Try it
Reproduce the passage on cleaning and chilling wort, starting with "Now it is time" and going on through "of the water.".

Exercise text
By , About.com Guide

Cleaning and Chilling the Wort

When the boil is over create a whirlpool with a long, clean spoon. This will draw the sediment, called trub, into the center of your kettle. You can then drain or siphon the wort from the side of the kettle leaving the trub behind. Try not to splash the wort too much. Introducing oxygen to hot wort can create unwanted flavor and color changes in the final product. The wort can be further filtered through a 2 inch bed of loose hop flowers in a strainer or hop back. While this will introduce some fresh hop qualities to the final beer, our purpose here is to produce clearer wort. This should be done before the wort cools to below 170F to prevent infection. You might want to put the first running back through until the hops have settled for the best filtration.

Now it is time to chill the wort. Wort chillers are simple heat exchange devices that quickly cool wort by placing it next to cold water, usually through some sort of copper tubing. An immersion chiller is nothing more than a coil of copper tubing that is dropped into the hot wort. Cold water is run through the tubing quickly cooling the wort. A counter-flow chiller is a tube within a tube. The wort flows through the inner tube in one direction while the cool water runs through the outer tube in the other direction. When the wort emerges from the other end it has been cooled to the temperature of the water.

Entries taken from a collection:
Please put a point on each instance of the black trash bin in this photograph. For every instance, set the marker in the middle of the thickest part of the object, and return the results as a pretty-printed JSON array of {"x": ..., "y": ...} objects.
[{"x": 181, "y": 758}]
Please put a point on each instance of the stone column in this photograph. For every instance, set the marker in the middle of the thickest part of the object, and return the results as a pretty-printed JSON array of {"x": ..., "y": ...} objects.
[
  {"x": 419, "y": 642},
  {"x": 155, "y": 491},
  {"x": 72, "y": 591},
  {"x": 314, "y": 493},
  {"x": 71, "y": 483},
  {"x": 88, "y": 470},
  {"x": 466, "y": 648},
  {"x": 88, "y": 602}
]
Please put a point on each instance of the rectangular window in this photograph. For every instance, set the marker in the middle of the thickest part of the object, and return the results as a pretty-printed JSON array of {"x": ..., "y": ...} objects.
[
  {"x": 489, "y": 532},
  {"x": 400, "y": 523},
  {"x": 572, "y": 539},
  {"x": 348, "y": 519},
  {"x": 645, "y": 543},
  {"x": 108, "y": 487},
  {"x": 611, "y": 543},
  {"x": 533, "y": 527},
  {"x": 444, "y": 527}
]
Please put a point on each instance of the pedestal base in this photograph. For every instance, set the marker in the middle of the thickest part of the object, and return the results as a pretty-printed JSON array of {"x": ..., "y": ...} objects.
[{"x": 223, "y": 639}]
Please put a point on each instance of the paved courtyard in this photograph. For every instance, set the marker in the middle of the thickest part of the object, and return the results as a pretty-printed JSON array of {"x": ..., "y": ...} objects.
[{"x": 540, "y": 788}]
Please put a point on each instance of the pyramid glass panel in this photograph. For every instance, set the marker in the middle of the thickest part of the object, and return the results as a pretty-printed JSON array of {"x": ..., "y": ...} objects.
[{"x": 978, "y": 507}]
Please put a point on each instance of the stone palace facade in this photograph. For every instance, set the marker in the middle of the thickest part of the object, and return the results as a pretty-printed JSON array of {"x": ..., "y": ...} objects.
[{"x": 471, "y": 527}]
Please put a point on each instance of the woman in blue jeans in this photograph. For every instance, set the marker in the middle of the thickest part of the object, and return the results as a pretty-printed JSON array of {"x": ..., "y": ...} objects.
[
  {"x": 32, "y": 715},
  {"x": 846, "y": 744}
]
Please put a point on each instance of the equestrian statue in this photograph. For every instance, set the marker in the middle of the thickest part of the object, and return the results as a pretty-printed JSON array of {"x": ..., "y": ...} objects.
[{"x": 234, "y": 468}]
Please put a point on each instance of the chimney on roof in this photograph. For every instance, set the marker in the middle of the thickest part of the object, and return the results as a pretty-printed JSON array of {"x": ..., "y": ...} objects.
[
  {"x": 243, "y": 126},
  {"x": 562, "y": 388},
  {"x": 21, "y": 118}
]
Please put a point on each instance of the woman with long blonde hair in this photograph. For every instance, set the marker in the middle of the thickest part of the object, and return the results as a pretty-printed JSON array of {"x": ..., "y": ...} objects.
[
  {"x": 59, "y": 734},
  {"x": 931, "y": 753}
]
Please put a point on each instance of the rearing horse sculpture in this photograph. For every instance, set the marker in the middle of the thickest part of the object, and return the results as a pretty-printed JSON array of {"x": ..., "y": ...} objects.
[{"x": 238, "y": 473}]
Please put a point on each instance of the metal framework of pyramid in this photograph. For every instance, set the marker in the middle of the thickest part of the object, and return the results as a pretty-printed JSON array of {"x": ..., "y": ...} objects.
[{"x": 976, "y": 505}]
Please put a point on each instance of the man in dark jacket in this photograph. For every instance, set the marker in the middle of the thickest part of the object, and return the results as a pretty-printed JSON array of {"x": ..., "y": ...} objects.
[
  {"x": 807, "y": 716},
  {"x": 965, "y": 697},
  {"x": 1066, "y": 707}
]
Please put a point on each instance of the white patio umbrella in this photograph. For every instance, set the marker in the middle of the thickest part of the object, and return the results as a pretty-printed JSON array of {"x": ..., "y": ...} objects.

Solution
Now it is time to chill the wort. Wort chillers are simple heat exchange devices that quickly cool wort by placing it next to cold water, usually through some sort of copper tubing. An immersion chiller is nothing more than a coil of copper tubing that is dropped into the hot wort. Cold water is run through the tubing quickly cooling the wort. A counter-flow chiller is a tube within a tube. The wort flows through the inner tube in one direction while the cool water runs through the outer tube in the other direction. When the wort emerges from the other end it has been cooled to the temperature of the water.